» ИСХОДНЫЙ ТЕКСТ
------------------------

Валерий Дуров - Нерон, или Актер на троне
Входивший в силу Макрон решил сделать ставку на Калигулу. В нем он видел реального преемника престарелого Тиберия. Часто бывая на Капри, он во всем угождал молодому человеку, в своих низменных целях пробуждая в нем дурные инстинкты. Проведав о его непомерном сластолюбии, Макрон уговорил свою жену Эннию «изобразить влюбленность и прельстить темпераментного Калигулу. Эннии удалось не только соблазнить испорченного юнца, но и добиться от него — как того требовал Макрон — обещания жениться на ней. Макрон рассчитывал, что через Эннию он сможет легко влиять на Калигулу, а со временем и вовсе приберет его к своим рукам. Не учел он одного: двадцатипятилетний шалопай, уже давно выросший из мундирчика маленького легионера, был способен сам перехитрить кого угодно и, не задумываясь, давать любые обязательства, лишь бы заполучить императорскую власть.
Пользуясь своим исключительным положением в Риме, Макрон, чтобы избавиться от некоторых неугодных ему сенаторов, затеял скандал, в центре которого была некая Альбуцилла, известная своими бесчисленными связями. Ей было предъявлено стандартное в то время обвинение в неуважении к императору. Вместе с ней к суду были привлечены ее любовники, люди, принадлежащие к знатным римским родам и имеющие большое влияние в государстве. Среди них оказался и Гней Домиций Агенобарб, муж Агриппины. Девять лет назад Тиберий выказал свое расположение к нему, выдав за него замуж свою внучку. Породнившийся с императорской семьей Клавдиев, Гней Домиций Агенобарб в глазах Макрона был личностью опасной.

------------------------

» ЗАДАНИЯ
a) Определите, соответствуют ли исходному тексту утверждения (i), (ii) и (iii). На каждое ответьте «да» или «нет» и приведите решающие слова текста в точной цитате.
(i) Макрон уговорил свою жену соблазнить Калигулу.
(ii) Калигуле в описанное время было тридцать лет.
(iii) Гней Домиций Агенобарб был мужем Агриппины.
b) Перечислите всех людей, названных по имени в двух абзацах исходного текста под заголовком.
c) Какое обвинение, согласно исходному тексту, было предъявлено Альбуцилле?

» БЛОК ДАННЫХ
------------------------

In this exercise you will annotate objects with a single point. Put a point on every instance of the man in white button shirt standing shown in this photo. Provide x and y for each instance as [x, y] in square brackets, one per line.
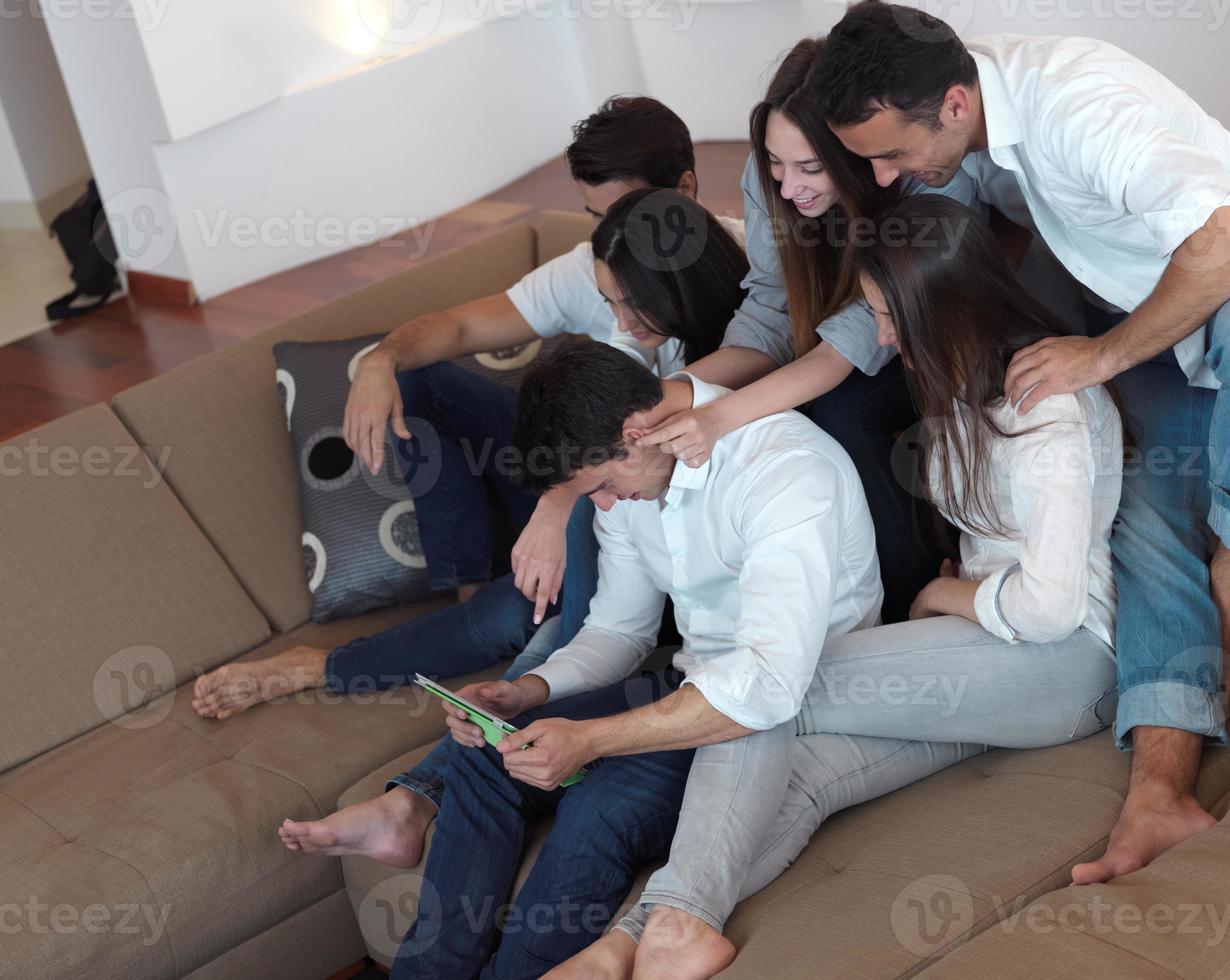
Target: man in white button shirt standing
[766, 551]
[1127, 180]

------------------------

» ОТВЕТЫ К ЗАДАНИЯМ
a)
(i) Да: «Макрон уговорил свою жену Эннию».
(ii) Нет: «двадцатипятилетний шалопай».
(iii) Да: «Гней Домиций Агенобарб, муж Агриппины».

b) Макрон, Калигула, Тиберий, Энния, Альбуцилла, Гней Домиций Агенобарб, Агриппина.

c) Обвинение в неуважении к императору.